==== Exercise materials

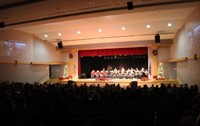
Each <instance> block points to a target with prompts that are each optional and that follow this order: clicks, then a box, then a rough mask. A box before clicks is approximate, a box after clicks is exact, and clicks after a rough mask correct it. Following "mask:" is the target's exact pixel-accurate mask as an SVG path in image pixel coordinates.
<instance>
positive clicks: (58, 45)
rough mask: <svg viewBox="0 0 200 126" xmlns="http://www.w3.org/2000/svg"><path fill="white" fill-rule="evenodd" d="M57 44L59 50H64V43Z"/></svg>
mask: <svg viewBox="0 0 200 126" xmlns="http://www.w3.org/2000/svg"><path fill="white" fill-rule="evenodd" d="M57 44H58V48H59V49H62V48H63V44H62V41H60V42H58V43H57Z"/></svg>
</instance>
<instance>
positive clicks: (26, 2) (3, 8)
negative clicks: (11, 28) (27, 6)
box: [0, 0, 44, 11]
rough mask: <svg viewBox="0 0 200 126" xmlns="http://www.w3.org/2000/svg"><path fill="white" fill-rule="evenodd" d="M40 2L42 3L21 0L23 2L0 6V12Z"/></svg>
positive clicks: (33, 0)
mask: <svg viewBox="0 0 200 126" xmlns="http://www.w3.org/2000/svg"><path fill="white" fill-rule="evenodd" d="M42 1H44V0H23V1H19V2H13V3H10V4H4V5H0V11H1V10H5V9H10V8H14V7H20V6H25V5H28V4H32V3H36V2H42Z"/></svg>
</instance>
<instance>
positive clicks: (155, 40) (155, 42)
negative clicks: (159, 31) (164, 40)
mask: <svg viewBox="0 0 200 126" xmlns="http://www.w3.org/2000/svg"><path fill="white" fill-rule="evenodd" d="M159 42H160V35H159V34H156V35H155V43H159Z"/></svg>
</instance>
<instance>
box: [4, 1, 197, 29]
mask: <svg viewBox="0 0 200 126" xmlns="http://www.w3.org/2000/svg"><path fill="white" fill-rule="evenodd" d="M35 1H37V0H35ZM191 2H200V0H181V1H168V2H160V3H150V4H139V5H133V8H143V7H153V6H163V5H172V4H182V3H191ZM125 9H127V10H128V8H127V6H124V7H118V8H108V9H102V10H92V11H85V12H78V13H72V14H63V15H56V16H51V17H44V18H38V19H31V20H26V21H21V22H15V23H10V24H6V23H5V26H14V25H20V24H25V23H32V22H39V21H46V20H51V19H57V18H63V17H71V16H80V15H86V14H93V13H102V12H109V11H119V10H125Z"/></svg>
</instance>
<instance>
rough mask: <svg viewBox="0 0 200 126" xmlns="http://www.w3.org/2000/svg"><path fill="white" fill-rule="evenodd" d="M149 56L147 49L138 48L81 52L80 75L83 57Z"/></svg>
mask: <svg viewBox="0 0 200 126" xmlns="http://www.w3.org/2000/svg"><path fill="white" fill-rule="evenodd" d="M139 54H147V47H138V48H118V49H98V50H80V51H79V52H78V74H79V75H80V74H81V63H80V61H81V57H83V56H119V55H139Z"/></svg>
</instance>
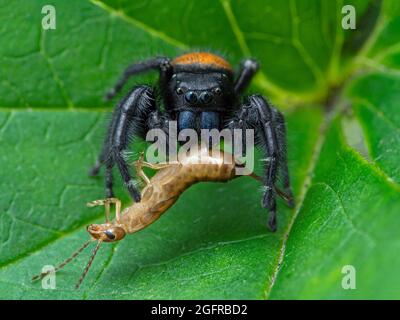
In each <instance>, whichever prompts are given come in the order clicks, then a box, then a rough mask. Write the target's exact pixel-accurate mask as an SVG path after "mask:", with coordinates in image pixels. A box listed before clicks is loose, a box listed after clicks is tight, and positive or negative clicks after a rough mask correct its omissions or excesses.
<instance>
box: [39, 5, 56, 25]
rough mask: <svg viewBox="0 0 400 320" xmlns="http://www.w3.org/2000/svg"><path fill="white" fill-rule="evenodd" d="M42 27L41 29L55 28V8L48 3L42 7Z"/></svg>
mask: <svg viewBox="0 0 400 320" xmlns="http://www.w3.org/2000/svg"><path fill="white" fill-rule="evenodd" d="M42 14H44V17H43V18H42V28H43V30H55V29H56V27H57V26H56V23H57V22H56V8H55V7H54V6H52V5H50V4H47V5H45V6H43V7H42Z"/></svg>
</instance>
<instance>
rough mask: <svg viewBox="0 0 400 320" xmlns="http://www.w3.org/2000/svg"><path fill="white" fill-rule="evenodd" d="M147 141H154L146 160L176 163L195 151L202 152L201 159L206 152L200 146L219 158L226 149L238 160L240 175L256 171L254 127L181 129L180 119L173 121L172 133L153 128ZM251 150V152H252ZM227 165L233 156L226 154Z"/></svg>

========

→ How to complete this task: Report each line of the material above that contains the string "correct". Treat uppercase and lowercase letters as distinct.

→ Written solution:
Each <instance> block points to a target with prompts that are each optional and that follow this order: clicks, then a box, then a rough mask. A box before clicks is approximate, a box after clicks is exact, and clicks after a rough mask correct it. Following "mask:" is the target's exact pixel-accurate mask as an SVG path in image pixel coordinates.
In each <instance>, whichever prompts are given come in the order clicks, then a box, then a rough mask. Write the target's exact pixel-accurate mask as an SVG path after "mask:", with coordinates in image pixels. A box listed before clicks is loose, a box listed after clicks is tight, and positive or negative clicks after a rough mask correct its omissions or excesses.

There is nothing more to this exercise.